(Records from a point labeling set)
◆ ◆ ◆
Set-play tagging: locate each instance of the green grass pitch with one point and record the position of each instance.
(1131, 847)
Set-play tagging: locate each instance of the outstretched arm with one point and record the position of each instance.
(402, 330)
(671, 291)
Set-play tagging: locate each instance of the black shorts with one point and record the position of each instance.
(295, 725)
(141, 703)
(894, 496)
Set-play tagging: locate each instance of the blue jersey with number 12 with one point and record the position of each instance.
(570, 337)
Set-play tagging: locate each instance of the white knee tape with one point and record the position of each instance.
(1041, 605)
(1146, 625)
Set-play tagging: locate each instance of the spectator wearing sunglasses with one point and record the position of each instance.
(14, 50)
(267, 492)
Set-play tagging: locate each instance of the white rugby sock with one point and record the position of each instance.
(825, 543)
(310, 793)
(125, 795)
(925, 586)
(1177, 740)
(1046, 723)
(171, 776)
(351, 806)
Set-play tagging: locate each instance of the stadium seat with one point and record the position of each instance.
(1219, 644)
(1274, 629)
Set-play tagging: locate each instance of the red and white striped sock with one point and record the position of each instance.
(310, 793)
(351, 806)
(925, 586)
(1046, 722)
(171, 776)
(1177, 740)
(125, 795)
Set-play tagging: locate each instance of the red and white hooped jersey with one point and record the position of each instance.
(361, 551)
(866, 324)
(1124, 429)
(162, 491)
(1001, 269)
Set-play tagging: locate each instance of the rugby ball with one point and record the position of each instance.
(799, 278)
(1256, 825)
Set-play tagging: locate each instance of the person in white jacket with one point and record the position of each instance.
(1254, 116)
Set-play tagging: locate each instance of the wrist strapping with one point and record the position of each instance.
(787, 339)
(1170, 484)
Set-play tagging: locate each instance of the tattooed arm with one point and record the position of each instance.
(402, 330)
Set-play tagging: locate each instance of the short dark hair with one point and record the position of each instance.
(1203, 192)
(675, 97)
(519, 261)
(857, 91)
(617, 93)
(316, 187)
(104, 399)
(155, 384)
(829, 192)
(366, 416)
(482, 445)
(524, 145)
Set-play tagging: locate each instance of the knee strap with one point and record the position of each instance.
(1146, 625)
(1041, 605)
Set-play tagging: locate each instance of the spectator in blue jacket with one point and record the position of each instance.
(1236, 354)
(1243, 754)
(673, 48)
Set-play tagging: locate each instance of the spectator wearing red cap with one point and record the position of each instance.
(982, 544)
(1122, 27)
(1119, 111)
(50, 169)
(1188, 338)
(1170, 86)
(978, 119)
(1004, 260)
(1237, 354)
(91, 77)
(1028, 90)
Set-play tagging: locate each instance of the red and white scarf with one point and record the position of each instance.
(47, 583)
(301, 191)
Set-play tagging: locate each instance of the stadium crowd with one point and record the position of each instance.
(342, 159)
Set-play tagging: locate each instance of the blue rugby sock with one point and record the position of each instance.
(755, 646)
◆ ◆ ◆
■ **Set task**
Update the records above by replacing every "Set-play tagging" with "Match-play tagging", keeping everything else unchanged.

■ **Complete answer**
Match-play tagging: locate each instance of the green grass pitch with one point and record the position of each instance.
(1131, 847)
Match-play tagging: locate each instance of the outstretched arm with one point and record the position of each instance.
(402, 330)
(671, 291)
Match-play tagging: locate each instance of the black shorts with one point and record the position of each instance.
(295, 725)
(141, 703)
(894, 496)
Match-play tagging: locate each instance of the blue jersey with number 12 with one point and record the position of each instance.
(570, 337)
Match-play tagging: locate each instance of the white knee tape with one point and record the position of each instance.
(1041, 605)
(1146, 625)
Match-play tagging: locate each instance of the spectator wearing sunglasses with one point and record the position of each instance.
(14, 50)
(267, 492)
Match-play tagging: locate each instance of the white rugby sock with one point and record the position of each instance.
(825, 543)
(310, 793)
(125, 795)
(925, 586)
(1177, 740)
(1046, 723)
(171, 776)
(351, 806)
Match-play tagging: locate each instance of the stadium seat with one point and record the position of each instance.
(1219, 644)
(1274, 629)
Match-play tagging: locate each instance of the red and white striped sock with one point and record the position of each instance.
(310, 793)
(351, 806)
(925, 586)
(1046, 722)
(171, 776)
(1177, 740)
(125, 795)
Match-play tagging: locate each instance of the red and white hooped jersey with one point and record the position of each instance.
(361, 551)
(866, 324)
(1124, 429)
(162, 491)
(1001, 269)
Match-play tagging: locate each instance of the rugby ball with one point and record the position of each instance.
(799, 278)
(1256, 825)
Match-play tagging: locate each instance of the person in white jacket with one point and record the position of each instance.
(1254, 116)
Match-play tagging: locate each instance of the wrist strapping with one point and record the position of each instance.
(787, 339)
(1170, 484)
Match-play tagging: locate each instance of the tattooed arm with one point and record the position of each instance.
(402, 330)
Match-play tagging: locate each instance of the short dark hair with one point and record the position of each instance.
(1203, 192)
(675, 97)
(519, 261)
(857, 91)
(617, 93)
(316, 187)
(104, 399)
(155, 384)
(829, 192)
(366, 416)
(482, 445)
(524, 145)
Match-play tagging: locate each instance of the knee strap with one point and record the position of each instance.
(1146, 625)
(1041, 605)
Match-play tagging: locate each instance of the spectator in blue jacket with one point and record the position of each instance.
(1236, 354)
(1243, 754)
(673, 48)
Match-play tagging: locate each instance of the spectator wearing red cap with one point and record the position of each instance.
(982, 544)
(1122, 27)
(1119, 111)
(50, 169)
(1188, 338)
(1170, 86)
(978, 119)
(1004, 260)
(1237, 354)
(91, 77)
(1028, 90)
Match-play tagging: locate each instance of the red and white scarf with one point and record the position of each instance.
(47, 583)
(301, 191)
Match-play tagging: locate each instance of the stadium crowd with one point and record the position of each instance.
(342, 159)
Match-play tagging: locate each instance of the blue rugby sock with one point and record the position of each instance.
(755, 646)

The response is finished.